## PROMPT A
Report every line of the listing that contains the word "rock", treating uppercase and lowercase as different.

## EXCERPT TO READ
—————

His early experiences on boats aren't very promising. Invited by a friend to learn to sail as crew on a tiny twenty-one foot yacht, the pair make some elementary mistakes which Chris Stewart details with a deprecating and humorous tone. The pair miss being casualties for rescue by the local lifeboat by a whisker, such is their lack of experience.

Fortunately Chris' fortunes turn when he meets Tom Cunliffe and from there onwards he is hooked on the sea. A towering figure on Britain's yachting scene, Tom is rumbustious mariner, journalist and instructor. His fondness for high latitude sailing in his Bristol Channel Pilot Cutter, Hirta, ranks him alongside the legendary HW Tilman. In a week, Tom teaches Chris enough for him to pass muster as skipper on a Cornish Crabber for a summer season in the Greek Islands. Unfortunately, when Chris arrives in Greece to find the boat, all is not plain sailing …

Tom invites Chris to join Hirta's voyage to North America, following the Viking route of the Vinland Sagas. Now this is not the relatively easy Atlantic tradewind route you might expect a well-found cruising yacht to make, via the Azores or the Canaries maybe. Hirta leaves Norway when the ice has melted sufficiently to make a northabout Great Circle passage, skirting Iceland and Greenland on the way to Newfoundland. It is a much more hazardous undertaking, what with gales, icebergs and fog. Very few sailors cruise the Labrador Sea!

It's worth saying that it was a bit warmer in Viking times (Actually it's a bit warmer these days than in the 1980's, as well). Twenty-five years ago, without thermal clothing, Gortex or survival suits, ocean voyaging was far less comfortable anyway. With no GPS or radar, there was a lot less certainty to the navigation, compared with, say, a round the world race today. For a young man, this ruffty-tuffty voyage was clearly a life-changing experience.

—————

## MATERIALS PROVIDED
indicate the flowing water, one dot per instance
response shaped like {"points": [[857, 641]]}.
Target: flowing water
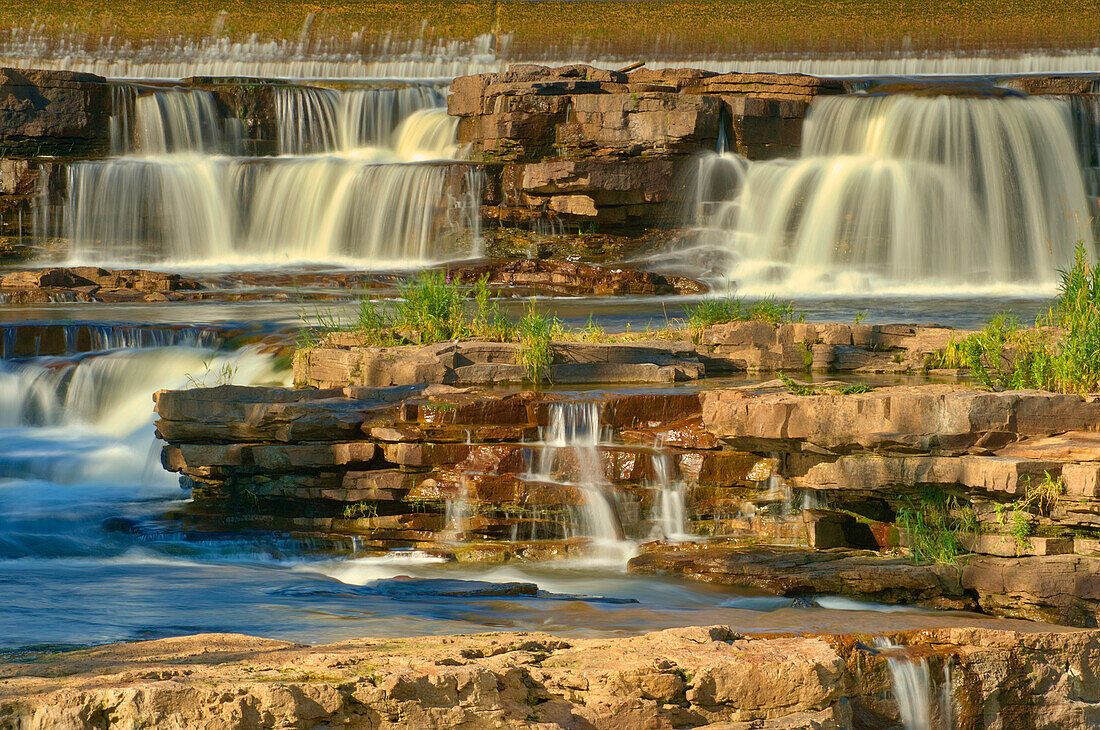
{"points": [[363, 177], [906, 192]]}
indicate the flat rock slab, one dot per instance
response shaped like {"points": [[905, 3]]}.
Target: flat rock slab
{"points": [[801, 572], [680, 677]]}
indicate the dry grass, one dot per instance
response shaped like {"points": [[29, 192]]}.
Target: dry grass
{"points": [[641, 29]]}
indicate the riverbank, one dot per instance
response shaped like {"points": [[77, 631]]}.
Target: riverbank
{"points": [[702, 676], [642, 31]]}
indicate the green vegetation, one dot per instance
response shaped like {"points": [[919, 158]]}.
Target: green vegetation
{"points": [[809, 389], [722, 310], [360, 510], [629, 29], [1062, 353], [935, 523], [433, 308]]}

—————

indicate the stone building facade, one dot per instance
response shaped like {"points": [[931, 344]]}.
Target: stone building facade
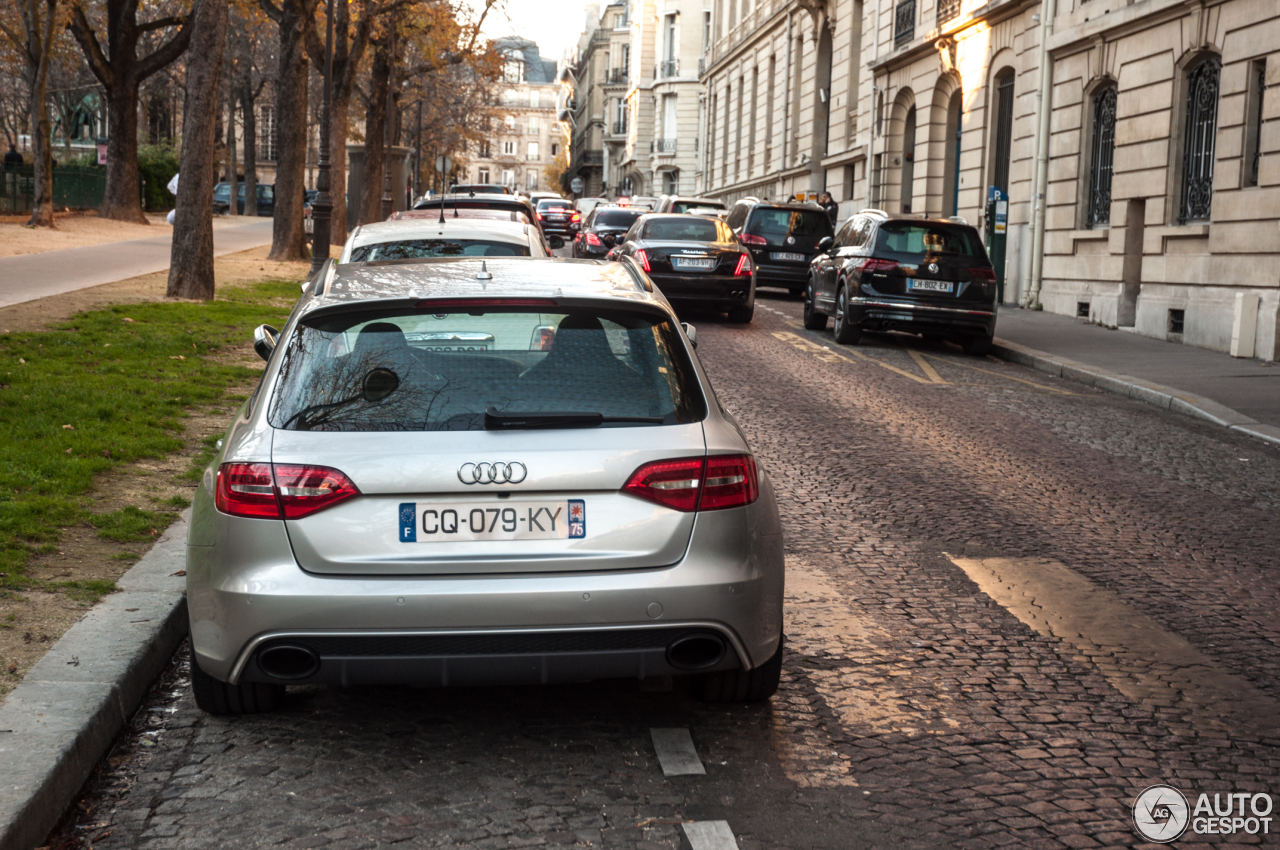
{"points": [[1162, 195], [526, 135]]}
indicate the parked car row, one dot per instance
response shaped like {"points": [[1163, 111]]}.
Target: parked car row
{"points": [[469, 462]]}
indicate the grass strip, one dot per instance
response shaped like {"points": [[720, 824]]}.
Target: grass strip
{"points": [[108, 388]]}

—————

## PROMPT B
Pick up the review of the sailing memoir after its last sentence and continue writing it.

## EXERCISE ANSWER A
indicate the flat rock slab, one dot per instance
Target: flat rock slab

## EXERCISE ANSWER B
The author's memories remain vivid recollections of being fully alive (or nearly dead occasionally, come to that). Time after time, a deft turn of phrase distills the essence of the sea's appeal, even as we smile at his humour. His description of running, for example: … gliding across the shining swell with the wind behind us. This was a lovely motion that tended, with its feeling of being lifted and gently hurled forwards to where we wanted to go, to induce in us all a mild euphoria.

In a relatively short book, Chris absolutely nails how it feels to live on a small boat at sea. In minutely detailed accounts, he reveals exactly why it takes so long to get up in the night for a pee; what it's like to heave-to in a gale; how insidious fear creeps up while standing watch in fog, and the awesome, smelly experience of an enormous fin whale surfacing and keeping pace. I've seldom read a book which so exactly captures the emotions, isolation and exhilaration of sailing a small boat across an ocean.

I think that this writing is unusually authentic and successful because Chris is not afraid to show his vulnerability. From the few sailing books that we've reviewed here at The Bookbag, I'd pick out Ellen MacArthur's Taking on the World to recommend. It would make a great book to read by way of comparison with Chris Stewart's story. I'd also like to celebrate the fact that when she cried on camera during the Vendée Globe race, Ellen was the first successful sailor ever to show emotion in public. Whatever would Tilman have said?

The Bookbag would like to thank the publishers for sending this book.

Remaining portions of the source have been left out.